**PROVIDED PASSAGE:**
Lapvona
- First edition (US)
- Author: Ottessa Moshfegh
- Language: English
- Publisher: Penguin Press (US) Jonathan Cape (UK)
- Publication date: June 21, 2022
- Publication place: United States
- Media type: Print, e-book, audiobook
- Pages: 320
- ISBN: 978-0-5933-0026-8 (hardcover)
- Preceded by: Death in Her Hands

= Lapvona =

2022 novel by Ottessa Moshfegh

Lapvona is a 2022 novel by Ottessa Moshfegh. It is Moshfegh's fourth novel.

==Synopsis==
In Lapvona, a corrupt medieval fiefdom, deformed 13-year-old Marek lives with his cruel shepherd father Jude and was nursed from birth by the village alchemist. When Marek commits a crime, the cruel lord Villiam demands that Jude give Marek to him as reparations, and Marek goes to live in his castle. Now suddenly thrust into noble life, Marek is caught in a deathly power struggle of corruption and debauchery.

==Background==
Lapvona was written by Moshfegh during the COVID-19 pandemic and was announced on April 12, 2021. The novel was published by Penguin Press on June 21, 2022.

[Text-to-region grounding data]
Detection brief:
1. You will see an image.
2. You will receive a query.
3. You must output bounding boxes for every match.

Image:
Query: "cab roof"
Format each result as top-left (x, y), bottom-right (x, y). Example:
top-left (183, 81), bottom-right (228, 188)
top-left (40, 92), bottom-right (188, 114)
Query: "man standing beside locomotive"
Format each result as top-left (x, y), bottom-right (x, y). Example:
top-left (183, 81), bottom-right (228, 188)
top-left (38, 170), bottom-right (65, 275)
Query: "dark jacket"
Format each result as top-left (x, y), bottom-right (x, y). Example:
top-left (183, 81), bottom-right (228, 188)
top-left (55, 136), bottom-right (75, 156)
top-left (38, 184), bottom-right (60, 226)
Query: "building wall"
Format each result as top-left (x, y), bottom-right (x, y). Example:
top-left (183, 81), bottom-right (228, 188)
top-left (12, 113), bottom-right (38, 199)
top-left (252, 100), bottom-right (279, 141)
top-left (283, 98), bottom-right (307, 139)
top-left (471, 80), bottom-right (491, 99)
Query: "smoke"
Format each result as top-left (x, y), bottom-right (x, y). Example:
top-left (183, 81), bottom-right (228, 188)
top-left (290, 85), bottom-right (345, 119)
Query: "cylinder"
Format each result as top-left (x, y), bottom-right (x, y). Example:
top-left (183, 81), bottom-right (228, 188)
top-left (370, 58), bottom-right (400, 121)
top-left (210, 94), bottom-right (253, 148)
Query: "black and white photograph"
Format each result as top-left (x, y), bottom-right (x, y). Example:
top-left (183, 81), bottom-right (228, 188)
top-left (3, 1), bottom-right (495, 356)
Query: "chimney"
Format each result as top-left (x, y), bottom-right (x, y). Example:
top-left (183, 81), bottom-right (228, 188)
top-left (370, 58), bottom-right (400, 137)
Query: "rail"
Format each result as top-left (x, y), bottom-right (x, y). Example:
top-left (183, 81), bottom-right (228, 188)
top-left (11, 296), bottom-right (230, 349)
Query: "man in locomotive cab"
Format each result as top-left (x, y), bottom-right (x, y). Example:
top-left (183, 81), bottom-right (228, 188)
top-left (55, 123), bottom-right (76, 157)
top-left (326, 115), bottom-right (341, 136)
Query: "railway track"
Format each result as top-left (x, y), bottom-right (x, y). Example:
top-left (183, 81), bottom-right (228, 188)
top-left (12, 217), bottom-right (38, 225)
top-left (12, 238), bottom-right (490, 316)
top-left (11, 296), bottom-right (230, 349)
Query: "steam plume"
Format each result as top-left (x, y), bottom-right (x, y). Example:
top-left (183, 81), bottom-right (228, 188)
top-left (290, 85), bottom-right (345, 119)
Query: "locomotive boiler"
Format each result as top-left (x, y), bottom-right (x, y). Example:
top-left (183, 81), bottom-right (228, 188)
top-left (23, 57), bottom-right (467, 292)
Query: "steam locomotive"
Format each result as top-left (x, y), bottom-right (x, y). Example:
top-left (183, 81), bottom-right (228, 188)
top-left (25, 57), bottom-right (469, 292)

**WORK TO BE COMPLETED:**
From the Lapvona article, extract the text between "- Preceded by: Death" and "June 21, 2022.", inclusive, copying it word for word.

**EXERCISE RESPONSE:**
- Preceded by: Death in Her Hands

= Lapvona =

2022 novel by Ottessa Moshfegh

Lapvona is a 2022 novel by Ottessa Moshfegh. It is Moshfegh's fourth novel.

==Synopsis==
In Lapvona, a corrupt medieval fiefdom, deformed 13-year-old Marek lives with his cruel shepherd father Jude and was nursed from birth by the village alchemist. When Marek commits a crime, the cruel lord Villiam demands that Jude give Marek to him as reparations, and Marek goes to live in his castle. Now suddenly thrust into noble life, Marek is caught in a deathly power struggle of corruption and debauchery.

==Background==
Lapvona was written by Moshfegh during the COVID-19 pandemic and was announced on April 12, 2021. The novel was published by Penguin Press on June 21, 2022.